▶ Request: Convert each line of the records below into a JSON list of strings, with one string per line and blank lines omitted.

Dataset items:
# # # #

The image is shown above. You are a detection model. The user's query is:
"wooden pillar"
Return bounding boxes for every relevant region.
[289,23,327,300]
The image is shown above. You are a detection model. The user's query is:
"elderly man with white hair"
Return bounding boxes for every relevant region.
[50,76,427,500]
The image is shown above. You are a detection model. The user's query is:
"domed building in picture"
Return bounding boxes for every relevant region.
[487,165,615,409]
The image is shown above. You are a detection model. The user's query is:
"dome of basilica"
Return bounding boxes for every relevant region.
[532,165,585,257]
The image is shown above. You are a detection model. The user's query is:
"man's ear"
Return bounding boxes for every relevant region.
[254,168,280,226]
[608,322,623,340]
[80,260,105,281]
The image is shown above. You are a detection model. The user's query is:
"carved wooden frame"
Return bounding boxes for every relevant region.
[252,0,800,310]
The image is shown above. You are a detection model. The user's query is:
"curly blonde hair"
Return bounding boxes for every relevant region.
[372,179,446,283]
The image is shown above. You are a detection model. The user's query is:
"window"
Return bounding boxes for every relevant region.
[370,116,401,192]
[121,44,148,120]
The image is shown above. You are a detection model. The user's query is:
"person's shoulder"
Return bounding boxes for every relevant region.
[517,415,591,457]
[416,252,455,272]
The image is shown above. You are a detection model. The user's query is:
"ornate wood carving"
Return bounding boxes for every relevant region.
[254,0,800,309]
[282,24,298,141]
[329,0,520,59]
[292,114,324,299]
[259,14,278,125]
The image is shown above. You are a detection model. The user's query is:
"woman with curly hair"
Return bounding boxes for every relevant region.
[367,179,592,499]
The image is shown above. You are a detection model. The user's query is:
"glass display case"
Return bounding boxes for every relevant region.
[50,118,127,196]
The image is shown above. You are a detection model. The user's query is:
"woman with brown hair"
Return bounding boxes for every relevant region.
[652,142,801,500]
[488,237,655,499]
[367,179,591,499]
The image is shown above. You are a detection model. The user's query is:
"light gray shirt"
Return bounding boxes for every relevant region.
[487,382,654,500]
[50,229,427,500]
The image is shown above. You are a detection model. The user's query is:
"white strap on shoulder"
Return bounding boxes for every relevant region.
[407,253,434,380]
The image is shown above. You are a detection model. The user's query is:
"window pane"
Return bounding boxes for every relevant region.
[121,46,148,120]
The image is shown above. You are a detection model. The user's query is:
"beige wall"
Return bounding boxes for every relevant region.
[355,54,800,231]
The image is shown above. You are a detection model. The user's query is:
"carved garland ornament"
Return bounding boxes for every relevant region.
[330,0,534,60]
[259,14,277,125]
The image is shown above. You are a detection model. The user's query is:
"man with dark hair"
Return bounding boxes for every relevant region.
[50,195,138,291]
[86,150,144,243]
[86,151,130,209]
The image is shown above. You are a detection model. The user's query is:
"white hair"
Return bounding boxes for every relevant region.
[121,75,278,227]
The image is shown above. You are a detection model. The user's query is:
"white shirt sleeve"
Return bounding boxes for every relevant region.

# # # #

▶ Written solution:
[
  "The image is shown above. You are a detection model. The user's query is:",
  "\"wooden pillar\"",
  "Return bounding boxes for every relevant region.",
  "[289,23,327,300]",
  "The image is shown above. You are a detection model. The user's query is:",
  "\"elderly man with white hair\"",
  "Return bounding boxes for every relevant region.",
  "[50,76,427,500]",
  "The image is shown above. You are a detection model. The user's query is:",
  "\"domed building in picture\"",
  "Return bounding boxes for every relevant region.",
  "[487,165,615,409]",
  "The image is shown above. You are a detection model. The user's query is:",
  "\"dome of basilica\"",
  "Return bounding boxes for every relevant region.",
  "[532,165,585,257]",
  "The image is shown above. You are a detection model. The user's query is:",
  "\"man's ear\"",
  "Return bounding boxes for every relevant region.",
  "[254,168,280,226]",
  "[608,322,623,340]",
  "[80,260,105,281]",
  "The image is shown above. You are a detection model. The user's query is:",
  "\"carved wooden frame\"",
  "Return bounding boxes for every relevant region.",
  "[252,0,800,310]",
  "The image is shown above. You are a detection model. The user's query is:",
  "\"curly blonde hair\"",
  "Return bounding boxes for every relevant region.",
  "[372,179,446,283]",
  "The image is shown above. You are a detection model. The user's query is:",
  "\"window\"",
  "Return bounding boxes for every relevant region.",
  "[370,116,401,192]",
  "[121,44,148,120]",
  "The image is shown above. You are a detection model. The user's query is:",
  "\"person's shoulder\"",
  "Return bounding boxes for every relevant region.",
  "[517,415,591,457]",
  "[416,252,455,272]",
  "The image is shown above. You are a detection model. The user's query is:",
  "\"ornate wood carving\"",
  "Return bounding boxes for every relevant region.",
  "[254,0,800,309]",
  "[282,24,298,141]",
  "[329,0,520,59]",
  "[292,114,324,299]",
  "[259,14,278,125]",
  "The image is shown above. You are a detection model. The user's query is:",
  "\"woman with curly hair\"",
  "Return bounding boxes for every relevant region.",
  "[367,179,592,499]",
  "The image is shown above. You are a detection model. The user's query is:",
  "\"glass display case\"",
  "Return bounding boxes for every relevant region.",
  "[50,118,127,196]",
  "The image is shown above. You are a detection model. The user's query is:",
  "\"woman with brown hair\"",
  "Return bounding boxes for every relevant region.",
  "[652,142,801,500]",
  "[488,237,655,499]",
  "[367,179,591,499]",
  "The image is shown above. You are a detection model. The user's query is:",
  "\"light gray shirt\"",
  "Return bounding boxes for every relevant region.",
  "[487,382,654,500]",
  "[50,229,427,500]",
  "The image is shown above. You are a detection model. The user's query is:",
  "\"white strap on shoulder\"",
  "Return bounding boxes for every relevant region.",
  "[407,253,434,380]",
  "The image is shown above. You are a detection model. The user's query is:",
  "\"window pane\"",
  "Return bounding boxes for every relevant region.",
  "[121,46,148,120]",
  "The image is shown above. You are a detection model. The user's query is:",
  "\"beige wall\"",
  "Return bounding boxes for every relevant region.",
  "[355,54,800,231]",
  "The image is shown above. You are a detection model. The user's query is:",
  "\"carved garland ornament\"",
  "Return bounding boxes for every relevant region.",
  "[330,0,534,60]",
  "[259,14,277,125]",
  "The image is shown above. You are a detection model. The user's query is:",
  "\"man with dark hair\"",
  "Return bounding boxes for every relevant region.",
  "[50,195,138,291]",
  "[86,150,144,243]",
  "[86,151,130,209]",
  "The image is shown above. You are a detection model. The user's query is:",
  "\"white hair\"",
  "Return bounding boxes for every relevant region.",
  "[121,75,278,227]",
  "The image is shown above. You are a detection model. The user's query is:",
  "\"white shirt sleeve\"",
  "Return bounding boxes for every relevant region."
]